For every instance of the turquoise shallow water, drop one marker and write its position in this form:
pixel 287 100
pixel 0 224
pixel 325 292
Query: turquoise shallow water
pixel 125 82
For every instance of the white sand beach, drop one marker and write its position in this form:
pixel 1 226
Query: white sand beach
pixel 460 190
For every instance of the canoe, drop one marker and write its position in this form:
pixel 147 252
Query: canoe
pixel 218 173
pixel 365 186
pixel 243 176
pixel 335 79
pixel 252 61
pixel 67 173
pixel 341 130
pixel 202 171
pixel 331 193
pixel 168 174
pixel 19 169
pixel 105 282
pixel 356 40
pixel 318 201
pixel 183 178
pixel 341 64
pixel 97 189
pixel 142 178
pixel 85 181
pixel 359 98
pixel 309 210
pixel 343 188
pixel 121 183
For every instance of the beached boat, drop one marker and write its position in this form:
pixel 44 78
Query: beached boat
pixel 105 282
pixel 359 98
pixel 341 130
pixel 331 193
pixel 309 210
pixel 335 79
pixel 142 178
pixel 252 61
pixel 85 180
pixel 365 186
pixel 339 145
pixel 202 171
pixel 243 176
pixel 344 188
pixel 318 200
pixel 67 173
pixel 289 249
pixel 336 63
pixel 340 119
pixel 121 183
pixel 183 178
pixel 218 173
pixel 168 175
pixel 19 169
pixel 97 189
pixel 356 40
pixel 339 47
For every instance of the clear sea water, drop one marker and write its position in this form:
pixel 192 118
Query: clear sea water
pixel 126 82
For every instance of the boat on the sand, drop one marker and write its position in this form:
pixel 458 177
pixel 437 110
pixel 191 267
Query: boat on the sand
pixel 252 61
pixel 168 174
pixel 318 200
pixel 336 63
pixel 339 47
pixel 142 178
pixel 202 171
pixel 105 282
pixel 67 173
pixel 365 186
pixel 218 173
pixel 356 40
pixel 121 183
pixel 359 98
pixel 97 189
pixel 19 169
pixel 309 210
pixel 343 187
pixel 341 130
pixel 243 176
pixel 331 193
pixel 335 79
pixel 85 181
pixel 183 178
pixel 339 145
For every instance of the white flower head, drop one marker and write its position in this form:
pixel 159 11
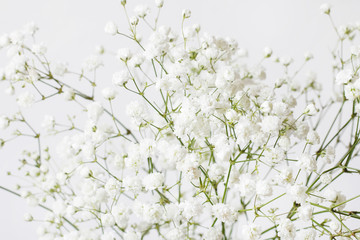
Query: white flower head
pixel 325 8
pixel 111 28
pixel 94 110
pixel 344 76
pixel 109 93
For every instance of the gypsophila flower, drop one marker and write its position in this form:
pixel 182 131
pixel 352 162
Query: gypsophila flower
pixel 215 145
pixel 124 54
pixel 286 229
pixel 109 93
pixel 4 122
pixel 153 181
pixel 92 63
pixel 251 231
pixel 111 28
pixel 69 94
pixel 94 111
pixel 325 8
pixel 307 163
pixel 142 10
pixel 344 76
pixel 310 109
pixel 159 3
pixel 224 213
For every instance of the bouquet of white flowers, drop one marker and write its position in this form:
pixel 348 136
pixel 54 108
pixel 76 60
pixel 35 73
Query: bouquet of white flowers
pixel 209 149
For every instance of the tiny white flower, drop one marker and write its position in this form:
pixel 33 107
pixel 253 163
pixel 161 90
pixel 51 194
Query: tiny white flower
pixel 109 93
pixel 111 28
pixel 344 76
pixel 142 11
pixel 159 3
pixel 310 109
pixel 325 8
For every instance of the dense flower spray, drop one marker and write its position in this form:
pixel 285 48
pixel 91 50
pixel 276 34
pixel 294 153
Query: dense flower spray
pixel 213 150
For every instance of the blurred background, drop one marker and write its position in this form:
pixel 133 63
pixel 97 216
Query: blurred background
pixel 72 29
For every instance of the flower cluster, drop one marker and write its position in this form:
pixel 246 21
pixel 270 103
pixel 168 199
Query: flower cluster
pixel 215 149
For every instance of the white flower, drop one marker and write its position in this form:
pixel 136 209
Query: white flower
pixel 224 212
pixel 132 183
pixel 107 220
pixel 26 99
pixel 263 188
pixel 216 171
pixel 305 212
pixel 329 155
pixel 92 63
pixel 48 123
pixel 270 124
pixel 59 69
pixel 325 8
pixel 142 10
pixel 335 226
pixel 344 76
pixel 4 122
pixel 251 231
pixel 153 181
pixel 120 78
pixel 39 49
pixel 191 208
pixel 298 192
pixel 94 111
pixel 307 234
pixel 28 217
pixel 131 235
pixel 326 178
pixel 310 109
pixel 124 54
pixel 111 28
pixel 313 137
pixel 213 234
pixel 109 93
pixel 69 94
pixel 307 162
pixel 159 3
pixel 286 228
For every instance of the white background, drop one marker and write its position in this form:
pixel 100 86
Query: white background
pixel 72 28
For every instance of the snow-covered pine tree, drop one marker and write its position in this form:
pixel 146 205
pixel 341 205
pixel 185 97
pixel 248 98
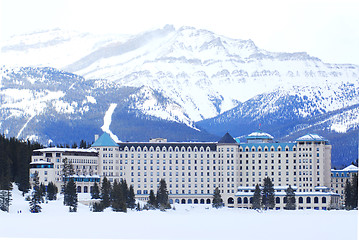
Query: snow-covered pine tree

----------------------------------------

- [Your assignment] The answer consists of the records repeated exactly, without any images.

- [Written reply]
For every instance of the turquoise shallow water, drop one marker and write its position in this form:
pixel 287 100
pixel 0 224
pixel 325 292
Query: turquoise shallow water
pixel 125 82
For every instance of the white sand beach, drop one marker and write its position in this form:
pixel 1 226
Query: white sand beach
pixel 460 190
For every instance of the canoe, drop one marker and write its position in this form:
pixel 147 252
Query: canoe
pixel 218 173
pixel 365 186
pixel 243 176
pixel 335 79
pixel 252 61
pixel 67 173
pixel 341 130
pixel 202 171
pixel 331 193
pixel 168 174
pixel 19 169
pixel 105 282
pixel 356 40
pixel 318 201
pixel 183 178
pixel 341 64
pixel 97 189
pixel 142 178
pixel 85 181
pixel 359 98
pixel 309 210
pixel 343 188
pixel 121 183
For every instance of the beached boat, drop one marker and write its position in this form:
pixel 44 78
Query: beached boat
pixel 105 282
pixel 359 98
pixel 341 130
pixel 331 193
pixel 309 210
pixel 335 79
pixel 142 178
pixel 252 61
pixel 85 180
pixel 365 186
pixel 339 145
pixel 202 171
pixel 243 176
pixel 344 188
pixel 318 200
pixel 67 173
pixel 289 249
pixel 336 63
pixel 340 119
pixel 121 183
pixel 183 178
pixel 218 173
pixel 168 175
pixel 19 169
pixel 97 189
pixel 356 40
pixel 339 47
For every instance of the clear sea water, drop one marker and write its position in this form:
pixel 192 118
Query: clear sea water
pixel 126 82
For every instance of the boat on the sand, drop one marker and write its position in this form:
pixel 458 177
pixel 437 110
pixel 191 267
Query: boat on the sand
pixel 252 61
pixel 168 174
pixel 318 200
pixel 336 63
pixel 339 47
pixel 142 178
pixel 202 171
pixel 105 282
pixel 67 173
pixel 365 186
pixel 218 173
pixel 356 40
pixel 121 183
pixel 359 98
pixel 97 189
pixel 19 169
pixel 309 210
pixel 343 187
pixel 341 130
pixel 243 176
pixel 331 193
pixel 335 79
pixel 85 181
pixel 183 178
pixel 339 145
For every instance of the white flower head, drop one marker and write its position in this form:
pixel 159 11
Query: white flower head
pixel 325 8
pixel 111 28
pixel 94 110
pixel 344 76
pixel 109 93
For every instance of the gypsophila flower, drop one marker and write its position in this form:
pixel 182 131
pixel 352 162
Query: gypsophila flower
pixel 215 145
pixel 124 54
pixel 286 229
pixel 109 93
pixel 4 122
pixel 153 181
pixel 92 63
pixel 251 231
pixel 111 28
pixel 69 94
pixel 94 111
pixel 325 8
pixel 307 163
pixel 142 10
pixel 344 76
pixel 310 109
pixel 159 3
pixel 224 213
For every instance of the bouquet of white flowers, drop one marker and write its position in this form:
pixel 348 136
pixel 54 108
pixel 76 60
pixel 35 73
Query: bouquet of white flowers
pixel 209 149
For every instance of the tiny white flower, drop one marker and write its position in this form:
pixel 33 107
pixel 253 163
pixel 161 90
pixel 51 194
Query: tiny white flower
pixel 109 93
pixel 111 28
pixel 344 76
pixel 142 11
pixel 159 3
pixel 310 109
pixel 325 8
For every instance of the dense flower spray, drop one marker and write its position in this form:
pixel 285 48
pixel 91 50
pixel 276 34
pixel 294 153
Query: dense flower spray
pixel 213 150
For every instance of the blurred background, drop one marker and write its position in this form:
pixel 133 63
pixel 97 216
Query: blurred background
pixel 72 29
For every instance of the flower cluster, drop one marker and write its position in this form:
pixel 246 21
pixel 270 103
pixel 168 199
Query: flower cluster
pixel 215 149
For every instance of the white flower, drop one marker and write its position in this form:
pixel 136 209
Query: white flower
pixel 224 212
pixel 132 183
pixel 107 220
pixel 26 99
pixel 263 188
pixel 216 171
pixel 305 212
pixel 329 155
pixel 92 63
pixel 48 123
pixel 270 124
pixel 59 69
pixel 325 8
pixel 142 10
pixel 335 226
pixel 344 76
pixel 4 122
pixel 251 231
pixel 153 181
pixel 120 78
pixel 39 49
pixel 191 208
pixel 298 192
pixel 94 111
pixel 307 234
pixel 28 217
pixel 131 235
pixel 326 178
pixel 310 109
pixel 124 54
pixel 111 28
pixel 313 137
pixel 213 234
pixel 109 93
pixel 69 94
pixel 307 162
pixel 159 3
pixel 286 228
For every instance of the white background, drop one marker and write its position in this form:
pixel 100 86
Query: white background
pixel 72 28
For every instance of the snow-covered pine tree, drop one marker and write its position in this form:
pixel 146 205
pixel 341 205
pixel 185 97
pixel 248 98
Query: snow-covered pine tree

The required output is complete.